→ **Dataset rows showing where objects appear**:
▬▬▬▬▬▬

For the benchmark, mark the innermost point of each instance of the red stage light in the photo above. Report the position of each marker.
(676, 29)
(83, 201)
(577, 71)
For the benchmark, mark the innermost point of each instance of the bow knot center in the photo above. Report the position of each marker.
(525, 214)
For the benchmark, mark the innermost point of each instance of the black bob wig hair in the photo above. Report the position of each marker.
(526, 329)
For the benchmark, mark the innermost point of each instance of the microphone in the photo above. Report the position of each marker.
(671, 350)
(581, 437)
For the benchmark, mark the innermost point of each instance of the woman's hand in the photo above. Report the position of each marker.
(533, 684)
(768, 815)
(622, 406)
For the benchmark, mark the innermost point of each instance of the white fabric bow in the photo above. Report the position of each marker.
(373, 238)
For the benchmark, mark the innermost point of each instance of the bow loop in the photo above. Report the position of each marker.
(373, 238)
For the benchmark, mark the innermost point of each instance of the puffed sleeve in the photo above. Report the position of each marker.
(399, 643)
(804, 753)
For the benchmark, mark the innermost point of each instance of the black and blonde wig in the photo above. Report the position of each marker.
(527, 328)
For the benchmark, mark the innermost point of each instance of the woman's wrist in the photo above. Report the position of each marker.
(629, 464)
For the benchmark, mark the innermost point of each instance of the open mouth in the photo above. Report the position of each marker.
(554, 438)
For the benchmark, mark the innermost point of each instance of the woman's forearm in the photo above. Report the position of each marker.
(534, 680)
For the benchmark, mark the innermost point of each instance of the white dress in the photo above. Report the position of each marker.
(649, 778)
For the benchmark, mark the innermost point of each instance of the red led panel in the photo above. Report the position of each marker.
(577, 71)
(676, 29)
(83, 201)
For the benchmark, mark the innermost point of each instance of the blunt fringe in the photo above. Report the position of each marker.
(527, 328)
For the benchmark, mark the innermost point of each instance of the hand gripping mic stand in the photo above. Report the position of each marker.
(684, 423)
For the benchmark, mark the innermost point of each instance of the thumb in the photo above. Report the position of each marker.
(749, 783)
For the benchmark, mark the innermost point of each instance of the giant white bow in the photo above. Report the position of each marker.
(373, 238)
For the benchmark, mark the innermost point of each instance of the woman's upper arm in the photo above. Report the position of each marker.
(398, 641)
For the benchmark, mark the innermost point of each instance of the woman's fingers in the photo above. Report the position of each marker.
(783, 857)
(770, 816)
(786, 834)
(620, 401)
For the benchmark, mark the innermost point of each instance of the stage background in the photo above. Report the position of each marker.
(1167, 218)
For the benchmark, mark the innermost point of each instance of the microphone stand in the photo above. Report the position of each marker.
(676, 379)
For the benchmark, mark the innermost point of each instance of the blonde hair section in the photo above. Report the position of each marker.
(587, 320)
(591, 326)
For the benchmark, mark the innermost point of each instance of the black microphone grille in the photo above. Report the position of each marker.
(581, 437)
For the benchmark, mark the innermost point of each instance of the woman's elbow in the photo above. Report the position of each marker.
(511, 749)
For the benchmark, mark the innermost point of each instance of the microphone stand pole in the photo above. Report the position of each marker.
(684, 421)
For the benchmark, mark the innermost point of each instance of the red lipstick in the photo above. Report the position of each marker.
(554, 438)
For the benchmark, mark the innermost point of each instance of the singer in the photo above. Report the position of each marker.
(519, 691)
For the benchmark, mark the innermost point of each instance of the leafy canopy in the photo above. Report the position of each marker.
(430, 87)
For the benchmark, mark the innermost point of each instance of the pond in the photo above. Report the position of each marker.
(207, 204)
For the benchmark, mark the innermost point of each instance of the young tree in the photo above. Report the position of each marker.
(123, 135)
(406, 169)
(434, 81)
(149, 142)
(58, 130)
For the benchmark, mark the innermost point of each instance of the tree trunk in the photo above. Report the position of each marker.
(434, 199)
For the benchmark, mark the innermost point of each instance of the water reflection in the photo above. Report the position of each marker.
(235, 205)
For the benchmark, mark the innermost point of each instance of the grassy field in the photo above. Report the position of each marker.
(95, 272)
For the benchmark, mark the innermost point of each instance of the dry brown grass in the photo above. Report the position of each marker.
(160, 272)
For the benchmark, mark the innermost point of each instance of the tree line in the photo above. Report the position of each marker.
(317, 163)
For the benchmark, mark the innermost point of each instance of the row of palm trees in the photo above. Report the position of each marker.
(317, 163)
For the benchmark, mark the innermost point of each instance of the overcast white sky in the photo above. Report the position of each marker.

▬▬▬▬▬▬

→ **GOAL**: Output the lines of every entry above as a numbered list, leaving out blank lines.

→ **REPLY TO THE EXERCISE**:
1. For the benchmark, mark the innermost point of each instance of the red stage light in the photo above. Report the position of each marker.
2. (676, 29)
3. (83, 201)
4. (577, 71)
5. For the benchmark, mark the innermost point of each instance of the bow knot center in the photo above. Report the position of each marker.
6. (525, 214)
7. For the benchmark, mark the innermost point of each instance of the black bob wig hair in the photo above. Report the position of each marker.
8. (526, 329)
9. For the benchmark, mark the innermost point of each instance of the microphone in the photo above. Report the position of each marker.
10. (671, 350)
11. (581, 437)
12. For the benchmark, mark the innermost point of each instance of the woman's hand in the photo above. Report the position of each marker.
13. (533, 684)
14. (768, 815)
15. (622, 406)
16. For the benchmark, mark the innermost point of each instance of the white fabric bow in the photo above. Report the position of each marker.
17. (373, 238)
18. For the benchmark, mark the innermost point of each instance of the bow loop in the photo above. Report the position of each marker.
19. (373, 238)
20. For the benchmark, mark the innermost point of each instance of the puffed sleeve in the photo above. Report the position of each marker.
21. (399, 643)
22. (804, 753)
23. For the benchmark, mark the innermost point of each instance of the black and blonde wig in the photo above. Report the position of each marker.
24. (527, 328)
25. For the benchmark, mark the innermost point of each instance of the woman's wrist in the photo above. Report the position of each marker.
26. (629, 464)
27. For the benchmark, mark the innermost point of each instance of the open mouth in the photo above. Report the position of each marker.
28. (554, 438)
29. For the benchmark, mark the innermost point of each instance of the woman's forearm in the photo above. Report the position of each marker.
30. (534, 680)
31. For the benchmark, mark the innermost point of each instance of the white dress in the photo above. Report the position of each marker.
32. (649, 778)
33. For the benchmark, mark the innermost point of each instance of the red led panel in the photo above. Report the position of each marker.
34. (577, 71)
35. (676, 29)
36. (83, 201)
37. For the benchmark, mark the innermost point of each instance of the blunt fringe in the photo above. Report the position of each marker.
38. (527, 328)
39. For the benchmark, mark the innermost point of each instance of the hand gripping mic stand in the photo above. Report the position of each marker.
40. (684, 423)
41. For the benchmark, mark the innermost point of each instance of the thumb in the photo above. Report the position of each marker.
42. (749, 783)
43. For the benchmark, mark the innermost point of each instance of the giant white bow in the photo above. Report the position of each marker.
44. (373, 238)
45. For the benchmark, mark the innermost point of each instance of the woman's upper arm in the photo above. Report the position of each marker.
46. (398, 641)
47. For the benchmark, mark the innermost point of each instance of the woman's fingers in the photo above. Report the position of each marker.
48. (783, 857)
49. (770, 816)
50. (786, 834)
51. (620, 401)
52. For the benchmark, mark the innermost point of each instance of the stage background in the photo above. Report the position of each marker.
53. (1167, 218)
54. For the benchmark, mark the innermost point of each instance of the microphone stand in the photo above. Report the position of each marker.
55. (676, 379)
56. For the benchmark, mark the innermost point of each instance of the blonde hair section in the photo above. Report the position of each marker.
57. (587, 320)
58. (591, 326)
59. For the benchmark, mark the innermost point of each instance of the black microphone grille in the photo above. Report the position of each marker.
60. (581, 437)
61. For the benchmark, mark the innermost point of each instance of the woman's elbow in the photo above. Report the position of each marker.
62. (511, 749)
63. For the benchmark, mark the innermost point of each instance of the microphone stand pole in the photo above. Report the position of each marker.
64. (684, 421)
65. For the benchmark, mark the innermost point of each instance of the red lipstick in the photo above. Report the position of each marker.
66. (554, 438)
67. For the benchmark, mark the innermost point of each instance of the singer in the photo above. Report the position of each marker.
68. (519, 691)
69. For the benchmark, mark the innermost point of each instance of the leafy canopy in the photo above. Report the position of each marker.
70. (430, 87)
71. For the benchmark, mark the innermost point of each instance of the pond in the photo above. Report the position of each marker.
72. (207, 204)
73. For the benchmark, mark the innermost point of each instance of the young tree in the photo above. Report the position of each marker.
74. (123, 135)
75. (406, 169)
76. (434, 81)
77. (149, 142)
78. (58, 130)
79. For the benchmark, mark the innermost point of each instance of the tree trunk in the photo above. Report the position of each marker.
80. (434, 199)
81. For the benchmark, mark the innermost point of each instance of the water reflection in the photo above. Report the position of each marker.
82. (235, 205)
83. For the benchmark, mark the innermost point of each instance of the grassy field in the photo above. Report the position of each marker.
84. (95, 272)
85. For the benchmark, mark the innermost point of each instance of the dry brown grass in the photo above. Report the position of each marker.
86. (160, 272)
87. For the benchmark, mark the innermost point of each instance of the tree line in the photo above. Report the position of each marker.
88. (317, 163)
89. For the benchmark, mark the innermost point of each instance of the row of palm trees in the photo above. Report the position of each marker.
90. (317, 163)
91. For the benchmark, mark the innermost point of each instance of the overcast white sky in the photo above. Report the position of each marker.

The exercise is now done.